## 练习 1:
将爬虫教程中从“发送请求：向目标网站发送 HTTP 请求，获取网页内容”起一直到“时，浏览器会向服务器发送一个 HTTP 请求，服务器返回响应内容。爬虫要做的就是模拟这个过程。”为止的部分逐字抄写出来。

___ 原文摘录

当前位置：首页 > 学习笔记 > 正文内容

Python 爬虫实战教程：从零构建数据采集系统

廖万里3个月前 (04-05)学习笔记8

网络爬虫是数据获取的利器，掌握它意味着拥有了从互联网海洋中提取价值数据的能力。本文将从基础概念到实战案例，手把手教你构建一个完整的 Python 爬虫系统。

一、爬虫核心概念

在开始写代码之前，我们需要理解爬虫的基本原理。网络爬虫（Web Crawler）是一种自动化程序，它模拟浏览器向网站服务器发送请求，获取网页内容，然后从中提取需要的数据。

爬虫的工作流程可以概括为四个步骤：

发送请求：向目标网站发送 HTTP 请求，获取网页内容
解析内容：使用解析库提取网页中的目标数据
存储数据：将提取的数据保存到文件或数据库
继续爬取：根据需要继续爬取其他页面

1.1 HTTP 协议基础

理解 HTTP 协议是爬虫开发的基础。当我们在浏览器中输入 URL 时，浏览器会向服务器发送一个 HTTP 请求，服务器返回响应内容。爬虫要做的就是模拟这个过程。

一个完整的 HTTP 请求包含以下要素：

# HTTP 请求的基本组成部分
"""
请求方法：GET、POST、PUT、DELETE 等
请求头（Headers）：包含 User-Agent、Cookie、Referer 等
请求体（Body）：POST 请求时携带的数据
请求 URL：目标资源的地址
"""

# 常见的请求头示例
headers = {
    "User-Agent": "Mozilla/5.0 (Windows NT 10.0; Win64; x64) AppleWebKit/537.36",
    "Accept": "text/html,application/xhtml+xml,application/xml;q=0.9",
    "Accept-Language": "zh-CN,zh;q=0.9,en;q=0.8",
    "Accept-Encoding": "gzip, deflate, br",
    "Connection": "keep-alive",
    # Cookie 用于保持登录状态
    "Cookie": "session_id=abc123; user_token=xyz789"
}

1.2 网页解析技术

获取到网页内容后，我们需要从中提取目标数据。常用的解析技术有三种：

正则表达式：最基础但灵活的解析方式，适合简单的文本提取
BeautifulSoup：Python 最流行的 HTML 解析库，API 友好
XPath：强大的路径选择语言，适合复杂的结构化提取

二、环境搭建与基础库

2.1 安装必要的库

# 安装爬虫常用库
# pip install requests beautifulsoup4 lxml

# 验证安装
import requests
from bs4 import BeautifulSoup

print(f"requests 版本: {requests.__version__}")
print("BeautifulSoup 安装成功！")

______

## 练习 2:
原样引用记录中从含有“[mark] the black plastic”的那一行起、一直到记录末尾的全部行，首尾两行均包括在内。

___ 所示信息

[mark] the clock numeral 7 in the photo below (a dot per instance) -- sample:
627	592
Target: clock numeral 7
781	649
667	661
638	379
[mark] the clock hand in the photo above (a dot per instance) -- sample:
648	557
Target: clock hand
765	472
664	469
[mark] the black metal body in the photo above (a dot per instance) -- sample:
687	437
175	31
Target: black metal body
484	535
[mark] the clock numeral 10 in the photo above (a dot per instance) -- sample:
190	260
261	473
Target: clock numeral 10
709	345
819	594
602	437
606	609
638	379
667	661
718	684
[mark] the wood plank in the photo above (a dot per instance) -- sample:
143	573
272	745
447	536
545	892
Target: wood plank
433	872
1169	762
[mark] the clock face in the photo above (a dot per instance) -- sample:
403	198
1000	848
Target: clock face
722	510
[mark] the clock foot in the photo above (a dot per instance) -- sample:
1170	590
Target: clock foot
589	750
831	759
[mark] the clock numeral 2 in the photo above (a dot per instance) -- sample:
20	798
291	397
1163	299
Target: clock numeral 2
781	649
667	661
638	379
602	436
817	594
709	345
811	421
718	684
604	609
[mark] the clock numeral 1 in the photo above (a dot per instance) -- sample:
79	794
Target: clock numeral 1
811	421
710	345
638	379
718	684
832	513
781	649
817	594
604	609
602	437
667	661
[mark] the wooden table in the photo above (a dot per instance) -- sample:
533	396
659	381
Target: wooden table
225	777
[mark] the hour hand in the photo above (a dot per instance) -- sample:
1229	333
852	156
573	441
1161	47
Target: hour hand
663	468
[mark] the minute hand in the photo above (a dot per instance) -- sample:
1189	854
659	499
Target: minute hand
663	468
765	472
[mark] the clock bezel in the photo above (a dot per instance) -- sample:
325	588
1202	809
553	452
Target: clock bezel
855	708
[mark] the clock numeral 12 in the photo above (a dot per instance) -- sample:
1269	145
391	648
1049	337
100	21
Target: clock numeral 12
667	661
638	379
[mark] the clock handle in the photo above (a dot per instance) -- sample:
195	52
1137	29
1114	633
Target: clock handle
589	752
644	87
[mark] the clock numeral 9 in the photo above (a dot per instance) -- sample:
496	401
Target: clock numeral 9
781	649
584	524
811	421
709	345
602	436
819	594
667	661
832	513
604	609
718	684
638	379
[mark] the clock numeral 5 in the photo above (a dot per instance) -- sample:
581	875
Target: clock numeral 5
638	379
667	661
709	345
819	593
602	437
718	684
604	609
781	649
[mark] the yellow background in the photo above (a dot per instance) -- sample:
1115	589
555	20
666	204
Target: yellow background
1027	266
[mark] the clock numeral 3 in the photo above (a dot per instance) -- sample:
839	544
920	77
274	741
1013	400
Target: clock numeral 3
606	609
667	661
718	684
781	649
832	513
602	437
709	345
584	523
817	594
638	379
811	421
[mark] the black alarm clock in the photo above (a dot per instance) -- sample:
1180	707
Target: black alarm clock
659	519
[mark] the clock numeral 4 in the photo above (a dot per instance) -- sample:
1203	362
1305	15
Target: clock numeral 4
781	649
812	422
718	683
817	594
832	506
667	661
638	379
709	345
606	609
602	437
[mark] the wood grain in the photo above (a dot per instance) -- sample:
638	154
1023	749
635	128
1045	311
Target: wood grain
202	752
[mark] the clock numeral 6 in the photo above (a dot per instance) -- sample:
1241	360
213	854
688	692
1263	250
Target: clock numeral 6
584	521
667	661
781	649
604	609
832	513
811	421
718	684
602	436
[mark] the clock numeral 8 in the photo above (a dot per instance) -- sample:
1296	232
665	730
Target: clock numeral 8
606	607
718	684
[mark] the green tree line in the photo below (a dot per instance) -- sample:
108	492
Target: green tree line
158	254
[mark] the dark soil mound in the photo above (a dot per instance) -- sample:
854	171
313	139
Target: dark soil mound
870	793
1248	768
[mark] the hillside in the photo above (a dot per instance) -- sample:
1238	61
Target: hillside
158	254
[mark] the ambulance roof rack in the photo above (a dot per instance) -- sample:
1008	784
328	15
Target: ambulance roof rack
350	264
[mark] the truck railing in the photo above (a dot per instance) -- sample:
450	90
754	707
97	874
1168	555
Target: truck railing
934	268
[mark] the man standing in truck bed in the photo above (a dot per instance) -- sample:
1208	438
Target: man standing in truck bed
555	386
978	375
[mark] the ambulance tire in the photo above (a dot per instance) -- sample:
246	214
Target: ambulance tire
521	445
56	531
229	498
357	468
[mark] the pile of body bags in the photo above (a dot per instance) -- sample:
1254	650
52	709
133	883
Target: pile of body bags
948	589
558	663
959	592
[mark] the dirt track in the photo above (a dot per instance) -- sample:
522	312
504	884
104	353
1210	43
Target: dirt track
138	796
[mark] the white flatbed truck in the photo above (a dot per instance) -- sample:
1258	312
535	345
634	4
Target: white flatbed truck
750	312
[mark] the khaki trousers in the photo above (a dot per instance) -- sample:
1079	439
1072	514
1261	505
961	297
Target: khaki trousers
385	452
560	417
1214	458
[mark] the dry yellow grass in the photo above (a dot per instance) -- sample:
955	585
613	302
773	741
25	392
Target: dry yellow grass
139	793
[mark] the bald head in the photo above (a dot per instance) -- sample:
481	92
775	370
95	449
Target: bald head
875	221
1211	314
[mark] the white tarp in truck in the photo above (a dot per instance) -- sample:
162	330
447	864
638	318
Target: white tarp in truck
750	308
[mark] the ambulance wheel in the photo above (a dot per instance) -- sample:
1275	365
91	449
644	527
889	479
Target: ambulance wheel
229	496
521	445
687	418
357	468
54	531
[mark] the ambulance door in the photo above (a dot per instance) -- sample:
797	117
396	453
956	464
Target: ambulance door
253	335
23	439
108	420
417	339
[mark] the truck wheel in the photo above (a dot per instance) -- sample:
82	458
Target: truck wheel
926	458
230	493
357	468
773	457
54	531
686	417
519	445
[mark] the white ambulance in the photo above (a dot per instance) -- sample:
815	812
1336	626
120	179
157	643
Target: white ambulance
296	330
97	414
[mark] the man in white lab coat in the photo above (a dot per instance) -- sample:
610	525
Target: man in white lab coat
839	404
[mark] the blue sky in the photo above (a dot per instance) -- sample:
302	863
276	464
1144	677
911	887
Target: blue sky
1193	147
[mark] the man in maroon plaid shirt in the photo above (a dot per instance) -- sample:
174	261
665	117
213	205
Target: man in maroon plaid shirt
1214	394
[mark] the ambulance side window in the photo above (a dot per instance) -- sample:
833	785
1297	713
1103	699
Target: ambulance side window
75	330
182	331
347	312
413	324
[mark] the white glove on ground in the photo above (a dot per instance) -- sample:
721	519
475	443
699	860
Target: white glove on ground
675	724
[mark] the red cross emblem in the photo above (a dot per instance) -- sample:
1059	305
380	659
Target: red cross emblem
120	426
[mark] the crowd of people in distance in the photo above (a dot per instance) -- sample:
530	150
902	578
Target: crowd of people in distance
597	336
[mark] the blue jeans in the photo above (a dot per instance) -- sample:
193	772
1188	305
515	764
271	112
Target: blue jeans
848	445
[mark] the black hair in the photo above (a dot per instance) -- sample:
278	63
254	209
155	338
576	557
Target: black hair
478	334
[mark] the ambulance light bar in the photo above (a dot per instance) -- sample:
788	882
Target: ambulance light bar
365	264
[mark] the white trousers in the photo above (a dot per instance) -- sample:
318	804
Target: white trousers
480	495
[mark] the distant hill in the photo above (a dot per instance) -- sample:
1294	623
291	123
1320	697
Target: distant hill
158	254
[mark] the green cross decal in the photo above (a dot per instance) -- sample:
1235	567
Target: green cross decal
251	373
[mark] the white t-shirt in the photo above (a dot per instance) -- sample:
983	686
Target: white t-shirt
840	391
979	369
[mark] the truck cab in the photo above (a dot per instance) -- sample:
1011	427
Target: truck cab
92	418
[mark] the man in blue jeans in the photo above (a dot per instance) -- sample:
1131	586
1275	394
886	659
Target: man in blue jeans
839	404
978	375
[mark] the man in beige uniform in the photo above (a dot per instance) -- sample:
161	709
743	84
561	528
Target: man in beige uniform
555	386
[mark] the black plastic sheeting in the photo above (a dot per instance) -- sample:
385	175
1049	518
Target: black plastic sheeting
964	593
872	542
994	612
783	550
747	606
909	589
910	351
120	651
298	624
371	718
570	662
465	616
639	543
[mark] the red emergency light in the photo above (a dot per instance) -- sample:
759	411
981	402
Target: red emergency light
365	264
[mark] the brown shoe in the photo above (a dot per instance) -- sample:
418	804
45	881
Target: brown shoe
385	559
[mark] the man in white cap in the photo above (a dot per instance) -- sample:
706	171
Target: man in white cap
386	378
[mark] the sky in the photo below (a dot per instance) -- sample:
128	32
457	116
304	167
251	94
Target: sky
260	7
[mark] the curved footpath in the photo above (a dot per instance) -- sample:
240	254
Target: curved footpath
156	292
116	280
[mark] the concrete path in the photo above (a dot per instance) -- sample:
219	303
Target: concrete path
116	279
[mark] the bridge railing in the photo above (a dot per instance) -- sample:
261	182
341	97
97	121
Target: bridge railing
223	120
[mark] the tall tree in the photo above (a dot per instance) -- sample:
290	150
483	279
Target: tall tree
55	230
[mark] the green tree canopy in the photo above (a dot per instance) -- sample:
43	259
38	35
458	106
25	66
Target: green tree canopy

______

## 任务输出 1:
发送请求：向目标网站发送 HTTP 请求，获取网页内容
解析内容：使用解析库提取网页中的目标数据
存储数据：将提取的数据保存到文件或数据库
继续爬取：根据需要继续爬取其他页面

1.1 HTTP 协议基础

理解 HTTP 协议是爬虫开发的基础。当我们在浏览器中输入 URL 时，浏览器会向服务器发送一个 HTTP 请求，服务器返回响应内容。爬虫要做的就是模拟这个过程。

## 任务输出 2:
[mark] the black plastic sheeting in the photo above (a dot per instance) -- sample:
385	175
1049	518
Target: black plastic sheeting
964	593
872	542
994	612
783	550
747	606
909	589
910	351
120	651
298	624
371	718
570	662
465	616
639	543
[mark] the red emergency light in the photo above (a dot per instance) -- sample:
759	411
981	402
Target: red emergency light
365	264
[mark] the brown shoe in the photo above (a dot per instance) -- sample:
418	804
45	881
Target: brown shoe
385	559
[mark] the man in white cap in the photo above (a dot per instance) -- sample:
706	171
Target: man in white cap
386	378
[mark] the sky in the photo below (a dot per instance) -- sample:
128	32
457	116
304	167
251	94
Target: sky
260	7
[mark] the curved footpath in the photo above (a dot per instance) -- sample:
240	254
Target: curved footpath
156	292
116	280
[mark] the concrete path in the photo above (a dot per instance) -- sample:
219	303
Target: concrete path
116	279
[mark] the bridge railing in the photo above (a dot per instance) -- sample:
261	182
341	97
97	121
Target: bridge railing
223	120
[mark] the tall tree in the photo above (a dot per instance) -- sample:
290	150
483	279
Target: tall tree
55	230
[mark] the green tree canopy in the photo above (a dot per instance) -- sample:
43	259
38	35
458	106
25	66
Target: green tree canopy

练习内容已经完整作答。